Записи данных
-------------------------

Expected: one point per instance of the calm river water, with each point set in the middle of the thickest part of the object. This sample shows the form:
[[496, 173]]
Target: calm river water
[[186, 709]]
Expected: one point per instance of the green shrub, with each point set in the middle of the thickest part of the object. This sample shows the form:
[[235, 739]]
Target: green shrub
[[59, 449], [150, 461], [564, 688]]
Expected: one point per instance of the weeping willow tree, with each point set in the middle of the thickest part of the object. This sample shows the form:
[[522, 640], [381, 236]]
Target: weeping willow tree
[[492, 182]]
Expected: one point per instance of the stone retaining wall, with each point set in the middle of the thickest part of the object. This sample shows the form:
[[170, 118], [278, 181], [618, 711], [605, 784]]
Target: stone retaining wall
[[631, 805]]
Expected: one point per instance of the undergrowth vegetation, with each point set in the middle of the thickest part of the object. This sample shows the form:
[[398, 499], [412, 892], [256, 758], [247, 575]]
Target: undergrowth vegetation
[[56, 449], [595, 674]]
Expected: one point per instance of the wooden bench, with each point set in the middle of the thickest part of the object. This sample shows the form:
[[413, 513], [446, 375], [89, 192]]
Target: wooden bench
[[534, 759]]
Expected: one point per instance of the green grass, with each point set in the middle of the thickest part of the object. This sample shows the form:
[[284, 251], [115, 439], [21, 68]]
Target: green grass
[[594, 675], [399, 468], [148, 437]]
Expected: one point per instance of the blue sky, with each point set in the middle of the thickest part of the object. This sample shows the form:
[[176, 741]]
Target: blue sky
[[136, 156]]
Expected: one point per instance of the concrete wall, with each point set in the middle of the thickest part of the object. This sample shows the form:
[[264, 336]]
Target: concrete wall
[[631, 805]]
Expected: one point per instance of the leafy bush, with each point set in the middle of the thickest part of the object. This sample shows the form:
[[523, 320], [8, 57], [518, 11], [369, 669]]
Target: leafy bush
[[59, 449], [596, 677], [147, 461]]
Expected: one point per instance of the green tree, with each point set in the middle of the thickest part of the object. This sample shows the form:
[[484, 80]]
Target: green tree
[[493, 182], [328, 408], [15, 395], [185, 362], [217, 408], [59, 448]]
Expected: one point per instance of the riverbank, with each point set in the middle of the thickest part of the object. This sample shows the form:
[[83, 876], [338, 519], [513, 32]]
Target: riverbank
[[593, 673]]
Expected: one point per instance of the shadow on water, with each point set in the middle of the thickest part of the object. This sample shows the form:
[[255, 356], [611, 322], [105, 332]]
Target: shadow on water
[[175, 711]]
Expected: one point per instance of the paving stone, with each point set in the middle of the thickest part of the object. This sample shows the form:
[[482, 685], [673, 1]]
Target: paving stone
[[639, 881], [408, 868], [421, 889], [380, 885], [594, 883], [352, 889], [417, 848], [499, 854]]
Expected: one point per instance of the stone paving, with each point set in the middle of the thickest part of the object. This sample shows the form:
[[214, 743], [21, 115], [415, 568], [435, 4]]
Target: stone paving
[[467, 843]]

-------------------------

Цель упражнения
Верните каждую строку списка выше без каких-либо изменений.

Выполненное задание
Expected: one point per instance of the calm river water, with each point set in the middle of the thickest part of the object. This sample shows the form:
[[496, 173]]
Target: calm river water
[[186, 709]]
Expected: one point per instance of the green shrub, with each point set in the middle of the thickest part of the object. This sample shows the form:
[[235, 739]]
Target: green shrub
[[59, 449], [150, 461], [564, 688]]
Expected: one point per instance of the weeping willow tree, with each point set in the middle of the thickest part of the object. This sample shows the form:
[[522, 640], [381, 236]]
Target: weeping willow tree
[[492, 182]]
Expected: one point per instance of the stone retaining wall, with each point set in the middle of the thickest part of the object. This sample shows the form:
[[170, 118], [278, 181], [618, 711], [605, 784]]
Target: stone retaining wall
[[631, 805]]
Expected: one point per instance of the undergrowth vegetation, with each point set in the middle of the thickest part of the object. This sample shows the form:
[[398, 499], [412, 892], [256, 758], [247, 575]]
Target: undergrowth vegetation
[[56, 449], [595, 674]]
Expected: one point per instance of the wooden bench, with each point set in the middle of the thickest part of the object. This sample shows the form:
[[413, 513], [446, 375], [89, 192]]
Target: wooden bench
[[534, 759]]
Expected: one point per instance of the green grass, with each point set in the middle of the thickest part of the object. This sample shows the form:
[[284, 251], [115, 439], [21, 68]]
Target: green grass
[[594, 675], [399, 468], [148, 437]]
Expected: one point per instance of the blue sky, with each point set in the middle of the thickest part of the object. This sample shows the form:
[[176, 741]]
Target: blue sky
[[136, 156]]
Expected: one point per instance of the concrete wall, with each point set in the middle of the thickest part of the object. This sample shows the form:
[[264, 336]]
Target: concrete wall
[[631, 805]]
Expected: one point per instance of the leafy bush, with each point set in the middle of the thickest part of the object. This sample shows the form:
[[523, 320], [8, 57], [518, 11], [369, 669]]
Target: leafy bush
[[59, 449], [596, 677], [147, 461]]
Expected: one point per instance of the green tree, with each point set in the middle of the thickest part of the object. This sample shows the form:
[[484, 80]]
Target: green tree
[[493, 182], [328, 408], [15, 395], [185, 362], [217, 408], [59, 448]]
Expected: one point per instance of the riverbank, with each point set in the middle of the thickest part of the object. This sample shows the form:
[[83, 876], [338, 519], [513, 32]]
Target: riverbank
[[593, 673]]
Expected: one point per instance of the shadow on water, with each point set in the middle of the thickest part of the object. This sample shows the form:
[[255, 356], [611, 322], [105, 332]]
Target: shadow on water
[[175, 711]]
Expected: one point per instance of the paving stone, with each point set in the middle of the thickest part of the object. This sample shows the form:
[[482, 685], [673, 1]]
Target: paving stone
[[639, 881], [408, 868], [421, 889], [380, 885], [594, 883], [352, 889], [417, 848], [499, 854]]
Expected: one point per instance of the stone paving, with each point set in the middle of the thickest part of the object. This sample shows the form:
[[214, 743], [21, 115], [415, 568], [435, 4]]
Target: stone paving
[[467, 843]]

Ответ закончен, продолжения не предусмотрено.